§ **Instruções de trabalho**
• 1. Cite o trecho do relato do parto que começa em "Voltámos para casa." e continua até "em 5 minutos.".
• 2. Enumere as coisas com que, segundo o relato do parto, a casa foi preparada para o trabalho de parto.
• 3. Por favor, prossiga o relato do parto a partir da última frase apresentada.

§ **Texto apresentado**
Voltámos para casa. Fiquei muito tempo a medir se as contracções já eram regulares e igualmente intensas, as horas iam passando e a médica aconselhou a tomar um banho. Se as contracções abrandassem, ainda ia demorar, se continuassem, era porque o parto estava a chegar. Tomei um banho e tentei dormir um pouco, estava sonolenta. Mas as contracções já vinham de 5 em 5 minutos.
Queria fazer o trabalho de parto todo em casa e eventualmente só no final da dilatação ir para o hospital. Preparámos a casa com velas, uma música suave, incenso e entreguei-me ao mundo espiritual. Então começou essa fascinante viagem em que perdi o senso habitual do espaço e do tempo. As contracções ficaram muito intensas e ligámos à Sandra. Já eram 20h00 quando ela chegou e foi muito bom, porque eu já estava a precisar de algum alívio. O facto de termos uma mulher ao nosso lado de alguma forma dá mais confiança. Foi delicioso quando a Sandra me agarrou as costas, ia pondo um pano húmido na testa e simplesmente “estava lá”. O Pedro pôde ir jantar, tinha estado a tarde toda ao meu lado, uma verdadeira rocha para apoiar.
Por volta das 21h00 as dores ficaram mais fortes e entrei na banheira com o creme de castanha da índia da Weleda. O Pedro tinha preparado a casa de banho; a janela estava aberta (era o meio do verão) com velinhas no parapeito da janela, um aroma óptimo no ar que vinha do banho, os grilos cantavam lá fora e ao de longe via as árvores da serra de Sintra. Parecia um cenário de filme. Entrei dentro de água, o que foi um alívio delicioso, e lá fiquei totalmente entregue às contracções. O espaço de tempo entre as contracções parecia divino em comparação com o tempo das contracções. Mas nada de insuportável. A médica chegou e constatou que estava com a dilatação toda feita e que era impossível ainda irmos para o hospital. Eu disse-lhe que já ninguém me tirava daquela banheira de qualquer forma. E assim, muito despercebidamente, ficou decidido que o parto ia ser em casa. Simplesmente aconteceu. Eu já não estava em condições de avaliar se era boa ideia ou não, segui o caminhar natural das coisas e no fundo era exactamente o que eu queria.

§ **Dados em estudo**
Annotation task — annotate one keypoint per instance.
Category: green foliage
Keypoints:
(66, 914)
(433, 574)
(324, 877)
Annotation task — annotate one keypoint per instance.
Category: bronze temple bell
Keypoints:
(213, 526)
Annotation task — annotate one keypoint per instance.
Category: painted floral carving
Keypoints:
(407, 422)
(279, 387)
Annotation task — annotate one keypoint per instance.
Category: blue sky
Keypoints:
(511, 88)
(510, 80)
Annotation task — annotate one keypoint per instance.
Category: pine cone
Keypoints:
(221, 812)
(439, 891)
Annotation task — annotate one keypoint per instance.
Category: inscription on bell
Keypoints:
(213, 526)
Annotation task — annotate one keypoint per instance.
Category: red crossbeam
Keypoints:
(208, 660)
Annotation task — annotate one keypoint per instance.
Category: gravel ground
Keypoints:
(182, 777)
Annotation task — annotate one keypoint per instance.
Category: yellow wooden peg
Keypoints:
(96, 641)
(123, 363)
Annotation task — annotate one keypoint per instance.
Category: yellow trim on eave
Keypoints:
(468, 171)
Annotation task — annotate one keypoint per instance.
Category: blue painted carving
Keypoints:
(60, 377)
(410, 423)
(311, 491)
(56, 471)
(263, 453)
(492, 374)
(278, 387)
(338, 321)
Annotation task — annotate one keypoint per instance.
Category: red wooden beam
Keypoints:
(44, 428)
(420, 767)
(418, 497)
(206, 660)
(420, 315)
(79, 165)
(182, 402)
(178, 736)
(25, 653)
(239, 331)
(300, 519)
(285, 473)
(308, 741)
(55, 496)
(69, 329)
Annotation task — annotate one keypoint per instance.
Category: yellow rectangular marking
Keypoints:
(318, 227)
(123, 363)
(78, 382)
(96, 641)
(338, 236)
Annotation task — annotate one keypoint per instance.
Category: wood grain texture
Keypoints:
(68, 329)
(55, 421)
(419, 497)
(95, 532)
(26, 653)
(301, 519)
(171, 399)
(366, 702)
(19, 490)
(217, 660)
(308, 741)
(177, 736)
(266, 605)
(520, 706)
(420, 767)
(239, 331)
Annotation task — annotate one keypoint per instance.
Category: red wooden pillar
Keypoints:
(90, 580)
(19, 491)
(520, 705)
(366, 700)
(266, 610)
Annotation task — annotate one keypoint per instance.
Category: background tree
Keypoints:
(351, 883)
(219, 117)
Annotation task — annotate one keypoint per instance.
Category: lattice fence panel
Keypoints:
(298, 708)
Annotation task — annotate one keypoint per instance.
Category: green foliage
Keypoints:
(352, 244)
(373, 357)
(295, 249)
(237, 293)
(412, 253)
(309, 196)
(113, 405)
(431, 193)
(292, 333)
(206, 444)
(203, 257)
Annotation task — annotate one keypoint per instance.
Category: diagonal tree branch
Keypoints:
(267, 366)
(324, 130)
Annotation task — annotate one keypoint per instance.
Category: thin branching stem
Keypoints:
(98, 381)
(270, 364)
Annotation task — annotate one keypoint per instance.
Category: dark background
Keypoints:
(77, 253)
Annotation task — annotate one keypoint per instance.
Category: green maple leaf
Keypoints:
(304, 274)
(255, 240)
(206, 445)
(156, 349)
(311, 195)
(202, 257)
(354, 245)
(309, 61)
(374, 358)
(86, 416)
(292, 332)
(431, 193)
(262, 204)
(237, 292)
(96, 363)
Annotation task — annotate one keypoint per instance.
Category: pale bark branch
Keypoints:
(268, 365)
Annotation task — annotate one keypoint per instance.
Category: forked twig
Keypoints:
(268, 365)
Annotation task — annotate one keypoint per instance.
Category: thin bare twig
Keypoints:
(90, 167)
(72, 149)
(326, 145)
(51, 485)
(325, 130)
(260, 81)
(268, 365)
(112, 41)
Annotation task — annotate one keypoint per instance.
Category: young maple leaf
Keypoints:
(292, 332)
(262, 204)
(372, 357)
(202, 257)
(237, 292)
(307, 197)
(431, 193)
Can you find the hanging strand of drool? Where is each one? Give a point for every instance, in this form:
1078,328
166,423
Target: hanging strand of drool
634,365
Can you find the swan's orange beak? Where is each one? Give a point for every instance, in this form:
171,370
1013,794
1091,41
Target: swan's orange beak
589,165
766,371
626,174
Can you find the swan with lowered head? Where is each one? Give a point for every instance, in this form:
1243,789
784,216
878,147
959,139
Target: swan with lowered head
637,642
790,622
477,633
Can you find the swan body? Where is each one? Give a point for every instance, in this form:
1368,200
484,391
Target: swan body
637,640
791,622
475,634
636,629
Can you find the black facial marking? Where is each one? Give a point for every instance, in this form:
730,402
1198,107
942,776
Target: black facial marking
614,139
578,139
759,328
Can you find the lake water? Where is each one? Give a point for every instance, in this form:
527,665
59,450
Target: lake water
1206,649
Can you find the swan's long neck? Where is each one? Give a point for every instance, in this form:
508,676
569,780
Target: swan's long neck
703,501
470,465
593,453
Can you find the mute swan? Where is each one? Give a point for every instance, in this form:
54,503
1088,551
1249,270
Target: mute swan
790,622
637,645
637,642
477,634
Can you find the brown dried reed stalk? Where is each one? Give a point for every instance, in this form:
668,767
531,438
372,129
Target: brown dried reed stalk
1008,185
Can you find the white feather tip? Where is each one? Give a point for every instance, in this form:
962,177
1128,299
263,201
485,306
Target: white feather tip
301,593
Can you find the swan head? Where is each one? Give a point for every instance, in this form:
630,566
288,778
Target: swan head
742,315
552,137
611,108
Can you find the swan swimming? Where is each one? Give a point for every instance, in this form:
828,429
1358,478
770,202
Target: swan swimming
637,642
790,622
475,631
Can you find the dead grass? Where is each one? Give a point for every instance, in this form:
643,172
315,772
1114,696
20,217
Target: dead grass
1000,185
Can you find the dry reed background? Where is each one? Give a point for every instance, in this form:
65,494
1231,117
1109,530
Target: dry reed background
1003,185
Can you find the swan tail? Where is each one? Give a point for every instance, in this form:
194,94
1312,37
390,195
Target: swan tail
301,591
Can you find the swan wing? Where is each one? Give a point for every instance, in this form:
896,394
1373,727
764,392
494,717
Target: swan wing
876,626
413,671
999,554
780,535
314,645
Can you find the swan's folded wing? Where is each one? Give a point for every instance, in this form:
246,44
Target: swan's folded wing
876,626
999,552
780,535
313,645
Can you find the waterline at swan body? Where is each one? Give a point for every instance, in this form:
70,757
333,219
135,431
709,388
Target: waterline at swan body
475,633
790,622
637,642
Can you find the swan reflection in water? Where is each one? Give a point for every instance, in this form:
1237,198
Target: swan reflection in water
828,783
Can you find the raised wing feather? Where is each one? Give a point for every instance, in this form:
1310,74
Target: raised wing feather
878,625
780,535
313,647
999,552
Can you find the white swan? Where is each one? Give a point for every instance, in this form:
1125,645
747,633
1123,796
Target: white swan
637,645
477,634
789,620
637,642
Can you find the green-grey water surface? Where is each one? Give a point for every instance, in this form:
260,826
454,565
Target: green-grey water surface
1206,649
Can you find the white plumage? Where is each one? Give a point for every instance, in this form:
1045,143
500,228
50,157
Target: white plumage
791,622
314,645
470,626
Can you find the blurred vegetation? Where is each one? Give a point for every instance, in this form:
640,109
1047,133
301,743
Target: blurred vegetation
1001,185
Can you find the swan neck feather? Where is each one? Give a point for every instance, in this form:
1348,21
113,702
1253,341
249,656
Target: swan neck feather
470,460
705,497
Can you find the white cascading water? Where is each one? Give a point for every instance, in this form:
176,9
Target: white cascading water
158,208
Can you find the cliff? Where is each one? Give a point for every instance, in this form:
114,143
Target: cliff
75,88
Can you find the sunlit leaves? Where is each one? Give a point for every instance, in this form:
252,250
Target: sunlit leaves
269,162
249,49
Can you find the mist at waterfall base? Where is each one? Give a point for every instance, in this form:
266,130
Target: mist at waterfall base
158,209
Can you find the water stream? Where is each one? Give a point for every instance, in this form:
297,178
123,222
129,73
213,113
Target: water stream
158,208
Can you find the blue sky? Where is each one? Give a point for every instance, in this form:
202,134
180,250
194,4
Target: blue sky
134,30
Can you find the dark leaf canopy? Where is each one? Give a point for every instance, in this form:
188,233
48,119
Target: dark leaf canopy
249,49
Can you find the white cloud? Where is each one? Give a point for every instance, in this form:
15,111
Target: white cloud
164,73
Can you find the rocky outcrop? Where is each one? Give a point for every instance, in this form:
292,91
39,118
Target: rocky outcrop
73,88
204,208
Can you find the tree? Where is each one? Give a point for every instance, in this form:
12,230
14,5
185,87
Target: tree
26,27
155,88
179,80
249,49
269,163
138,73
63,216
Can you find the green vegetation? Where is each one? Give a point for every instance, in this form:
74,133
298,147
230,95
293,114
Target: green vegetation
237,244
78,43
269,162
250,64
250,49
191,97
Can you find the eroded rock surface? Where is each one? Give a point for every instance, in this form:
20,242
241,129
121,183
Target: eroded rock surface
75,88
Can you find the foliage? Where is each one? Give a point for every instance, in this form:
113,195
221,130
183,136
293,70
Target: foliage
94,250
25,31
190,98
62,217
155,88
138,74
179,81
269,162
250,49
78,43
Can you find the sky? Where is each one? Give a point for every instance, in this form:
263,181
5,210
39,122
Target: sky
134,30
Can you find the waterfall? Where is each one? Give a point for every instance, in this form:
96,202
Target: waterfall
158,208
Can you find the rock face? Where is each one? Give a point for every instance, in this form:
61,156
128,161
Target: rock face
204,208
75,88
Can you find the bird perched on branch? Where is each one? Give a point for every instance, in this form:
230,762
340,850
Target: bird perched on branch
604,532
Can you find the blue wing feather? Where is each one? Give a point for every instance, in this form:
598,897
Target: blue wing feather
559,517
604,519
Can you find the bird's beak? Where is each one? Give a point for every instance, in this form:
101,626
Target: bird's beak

§ **Respostas da atividade**
• 1.
Voltámos para casa. Fiquei muito tempo a medir se as contracções já eram regulares e igualmente intensas, as horas iam passando e a médica aconselhou a tomar um banho. Se as contracções abrandassem, ainda ia demorar, se continuassem, era porque o parto estava a chegar. Tomei um banho e tentei dormir um pouco, estava sonolenta. Mas as contracções já vinham de 5 em 5 minutos.

• 2. velas, uma música suave, incenso

• 3.
Comecei a sentir vontade de fazer força, continuava na banheira, de vez em quando iam ouvindo o bebé com o ctg aquático. A médica foi uma presença tranquila, doce e foi dando muito espaço ao que eu sentia e queria. A Sandra teve sempre de meu lado e então percebemos que a banheira não era larga suficiente e que teria que sair para ter espaço para a expulsão. Sair do banho foi difícil. Eu não queria. Quase que me tiveram que arrastar, mas percebi que era necessário. Fora de água, em comparação, as contracções eram realmente dolorosas e então entrei numa espécie de estado instintivo. Sentei-me no banco de parto, gritei e fiz toda a força que alguma vez consegui imaginar (No fim onde tinha mais dores era no pescoço). Na realidade só se passaram 20 minutos e o bebé nasceu. Ainda me lembro do estado de graça em que se flutua quando de repente temos o nosso bebé nos braços, no nosso quarto. Deixámos o cordão mais algum tempo, o Xavier foi logo posto ao peito e ficámos ali, os três, pai mãe filho. Como o parto não tinha sido planeado em casa, não tínhamos nada à mão. Esterilizámos a tesoura das unhas e serviu para cortar o cordão umbilical que foi preso por uma gaze bem apertada! Parecia de outros tempos, voltar às origens para distinguir o essencial do supérfluo. Não lavámos o bebé, só o esfregámos com um banho suave e mais tarde li que faz lindamente aos bebés ficarem assim após o parto para se poderem alimentar da gordura que fica na pele. A médica ajudou-me a tomar um duche enquanto a Sandra punha uma máquina a lavar com as toalhas que se tinham sujado e deitámo-nos na cama. O bebé nasceu por volta das 23h30 e às 24h30 estávamos todos a dormir tranquilamente, no nosso quarto… Tinha tido o dia mais bonito de toda a minha vida. Graças a algumas pessoas, ou seres, muito especiais que tiveram ao meu lado neste caminho.